● Task objective
Locate every line in the records below that holds the word "with" and return each one.

● Data records

--- START ---

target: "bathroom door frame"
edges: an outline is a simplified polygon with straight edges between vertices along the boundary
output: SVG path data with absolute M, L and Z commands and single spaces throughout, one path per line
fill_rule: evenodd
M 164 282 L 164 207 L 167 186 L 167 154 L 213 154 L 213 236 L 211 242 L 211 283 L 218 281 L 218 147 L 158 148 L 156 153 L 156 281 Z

--- END ---

● Response
edges: an outline is a simplified polygon with straight edges between vertices along the boundary
output: SVG path data with absolute M, L and Z commands and single spaces throughout, one path per line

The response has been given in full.